━━━━━ Material provided ━━━━━

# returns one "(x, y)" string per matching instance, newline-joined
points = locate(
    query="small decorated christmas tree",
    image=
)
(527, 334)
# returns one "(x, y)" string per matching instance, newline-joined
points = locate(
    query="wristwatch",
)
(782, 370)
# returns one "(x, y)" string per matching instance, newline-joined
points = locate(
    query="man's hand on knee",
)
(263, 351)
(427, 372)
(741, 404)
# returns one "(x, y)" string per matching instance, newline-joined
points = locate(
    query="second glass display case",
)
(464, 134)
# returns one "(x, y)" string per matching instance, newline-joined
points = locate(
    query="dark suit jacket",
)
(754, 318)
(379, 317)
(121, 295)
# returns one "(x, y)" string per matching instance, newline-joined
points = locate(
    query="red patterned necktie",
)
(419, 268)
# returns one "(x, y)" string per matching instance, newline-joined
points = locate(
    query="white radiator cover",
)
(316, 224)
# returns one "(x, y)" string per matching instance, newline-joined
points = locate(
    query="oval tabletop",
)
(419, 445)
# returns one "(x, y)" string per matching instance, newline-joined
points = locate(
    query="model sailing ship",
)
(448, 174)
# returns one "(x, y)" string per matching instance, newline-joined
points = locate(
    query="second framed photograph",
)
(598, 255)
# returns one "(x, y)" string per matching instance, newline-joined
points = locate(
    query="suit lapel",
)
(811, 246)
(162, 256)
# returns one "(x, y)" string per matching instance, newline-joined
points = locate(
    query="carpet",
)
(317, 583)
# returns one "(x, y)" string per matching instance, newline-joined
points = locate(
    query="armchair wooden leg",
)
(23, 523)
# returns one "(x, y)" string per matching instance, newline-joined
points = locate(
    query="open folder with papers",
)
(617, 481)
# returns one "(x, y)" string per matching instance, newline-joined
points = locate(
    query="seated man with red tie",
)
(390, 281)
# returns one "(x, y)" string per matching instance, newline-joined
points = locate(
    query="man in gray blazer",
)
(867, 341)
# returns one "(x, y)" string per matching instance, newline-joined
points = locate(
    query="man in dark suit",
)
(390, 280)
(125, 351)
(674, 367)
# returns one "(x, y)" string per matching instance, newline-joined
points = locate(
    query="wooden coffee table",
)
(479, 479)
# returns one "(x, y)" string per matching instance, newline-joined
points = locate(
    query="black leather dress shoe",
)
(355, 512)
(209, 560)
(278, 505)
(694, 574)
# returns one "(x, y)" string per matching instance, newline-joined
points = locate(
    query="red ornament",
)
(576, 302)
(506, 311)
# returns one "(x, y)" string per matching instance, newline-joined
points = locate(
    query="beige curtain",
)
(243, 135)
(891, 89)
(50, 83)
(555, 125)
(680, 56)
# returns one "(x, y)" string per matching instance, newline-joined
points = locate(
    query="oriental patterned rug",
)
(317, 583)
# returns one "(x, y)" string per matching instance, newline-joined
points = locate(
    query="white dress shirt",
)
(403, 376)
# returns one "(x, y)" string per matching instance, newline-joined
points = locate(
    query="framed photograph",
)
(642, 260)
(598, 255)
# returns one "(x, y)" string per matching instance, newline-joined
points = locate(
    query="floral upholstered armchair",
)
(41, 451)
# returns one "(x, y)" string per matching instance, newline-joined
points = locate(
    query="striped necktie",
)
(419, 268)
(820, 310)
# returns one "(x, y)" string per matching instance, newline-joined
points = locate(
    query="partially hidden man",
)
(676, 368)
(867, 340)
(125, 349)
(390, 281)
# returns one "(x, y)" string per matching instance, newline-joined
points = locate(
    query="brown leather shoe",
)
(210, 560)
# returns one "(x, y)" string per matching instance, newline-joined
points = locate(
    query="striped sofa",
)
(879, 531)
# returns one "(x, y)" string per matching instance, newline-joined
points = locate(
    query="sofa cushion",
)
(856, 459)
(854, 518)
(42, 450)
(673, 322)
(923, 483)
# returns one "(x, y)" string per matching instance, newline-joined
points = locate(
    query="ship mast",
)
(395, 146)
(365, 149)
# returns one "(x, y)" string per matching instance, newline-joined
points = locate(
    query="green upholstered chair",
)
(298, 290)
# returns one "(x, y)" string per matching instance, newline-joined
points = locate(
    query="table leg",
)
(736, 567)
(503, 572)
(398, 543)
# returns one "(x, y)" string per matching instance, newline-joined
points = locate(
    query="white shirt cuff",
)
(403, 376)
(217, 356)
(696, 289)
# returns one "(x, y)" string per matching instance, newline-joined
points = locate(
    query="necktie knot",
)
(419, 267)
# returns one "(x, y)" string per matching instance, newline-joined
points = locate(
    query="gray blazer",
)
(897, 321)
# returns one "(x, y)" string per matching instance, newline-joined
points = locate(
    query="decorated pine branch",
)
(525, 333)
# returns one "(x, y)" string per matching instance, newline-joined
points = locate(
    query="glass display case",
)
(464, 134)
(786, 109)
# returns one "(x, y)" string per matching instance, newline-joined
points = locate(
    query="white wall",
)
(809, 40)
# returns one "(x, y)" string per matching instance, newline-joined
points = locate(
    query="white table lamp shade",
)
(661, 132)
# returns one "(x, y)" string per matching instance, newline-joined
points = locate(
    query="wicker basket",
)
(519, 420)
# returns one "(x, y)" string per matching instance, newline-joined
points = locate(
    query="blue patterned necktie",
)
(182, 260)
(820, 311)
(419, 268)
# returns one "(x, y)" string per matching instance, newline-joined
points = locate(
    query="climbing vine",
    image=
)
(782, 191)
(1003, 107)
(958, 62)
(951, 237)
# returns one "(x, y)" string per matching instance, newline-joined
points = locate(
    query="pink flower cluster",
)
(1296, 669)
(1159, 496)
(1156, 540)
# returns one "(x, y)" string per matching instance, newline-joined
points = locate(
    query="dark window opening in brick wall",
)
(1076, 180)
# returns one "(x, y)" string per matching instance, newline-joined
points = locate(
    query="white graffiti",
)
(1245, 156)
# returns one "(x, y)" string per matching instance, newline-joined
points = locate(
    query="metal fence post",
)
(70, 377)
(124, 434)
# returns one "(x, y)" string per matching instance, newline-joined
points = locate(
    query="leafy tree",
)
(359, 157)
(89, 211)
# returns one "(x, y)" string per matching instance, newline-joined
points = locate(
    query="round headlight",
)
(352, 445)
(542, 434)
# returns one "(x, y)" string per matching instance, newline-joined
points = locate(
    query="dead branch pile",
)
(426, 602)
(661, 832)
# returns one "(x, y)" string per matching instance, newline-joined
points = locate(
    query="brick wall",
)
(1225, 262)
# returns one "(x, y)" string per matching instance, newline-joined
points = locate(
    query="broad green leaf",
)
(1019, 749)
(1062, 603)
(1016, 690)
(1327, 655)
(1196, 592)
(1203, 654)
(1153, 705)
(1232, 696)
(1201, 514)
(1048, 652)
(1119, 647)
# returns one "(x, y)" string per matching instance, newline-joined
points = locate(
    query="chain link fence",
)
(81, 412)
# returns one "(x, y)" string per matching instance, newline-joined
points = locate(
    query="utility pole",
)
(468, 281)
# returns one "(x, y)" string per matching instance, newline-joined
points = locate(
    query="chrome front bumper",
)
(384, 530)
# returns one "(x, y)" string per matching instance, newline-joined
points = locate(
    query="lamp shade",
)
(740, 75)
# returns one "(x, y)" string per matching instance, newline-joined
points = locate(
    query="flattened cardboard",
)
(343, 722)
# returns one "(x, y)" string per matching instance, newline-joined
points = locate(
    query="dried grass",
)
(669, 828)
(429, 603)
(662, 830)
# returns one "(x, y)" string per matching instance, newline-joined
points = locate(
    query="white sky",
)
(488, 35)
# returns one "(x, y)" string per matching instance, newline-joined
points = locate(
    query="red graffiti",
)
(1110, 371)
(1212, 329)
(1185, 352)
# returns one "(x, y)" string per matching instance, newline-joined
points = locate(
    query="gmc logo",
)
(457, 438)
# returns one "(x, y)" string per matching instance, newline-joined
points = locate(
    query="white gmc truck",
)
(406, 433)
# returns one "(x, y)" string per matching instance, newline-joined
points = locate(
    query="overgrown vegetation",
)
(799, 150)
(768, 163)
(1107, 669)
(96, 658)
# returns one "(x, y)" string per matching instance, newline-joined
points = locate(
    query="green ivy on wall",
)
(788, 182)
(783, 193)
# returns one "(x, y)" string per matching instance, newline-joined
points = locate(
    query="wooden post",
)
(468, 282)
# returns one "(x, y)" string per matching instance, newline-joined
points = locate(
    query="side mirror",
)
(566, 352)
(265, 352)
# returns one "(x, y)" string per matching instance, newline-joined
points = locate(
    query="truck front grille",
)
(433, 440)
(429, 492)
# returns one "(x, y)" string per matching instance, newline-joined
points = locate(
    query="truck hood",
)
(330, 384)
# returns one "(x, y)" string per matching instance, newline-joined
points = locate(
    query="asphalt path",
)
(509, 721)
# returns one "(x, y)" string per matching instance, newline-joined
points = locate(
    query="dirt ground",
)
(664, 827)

━━━━━

» Given exercise: State how many of the lines above contain the string "fence". Reply with the number alone.

» Solution to this exercise: 2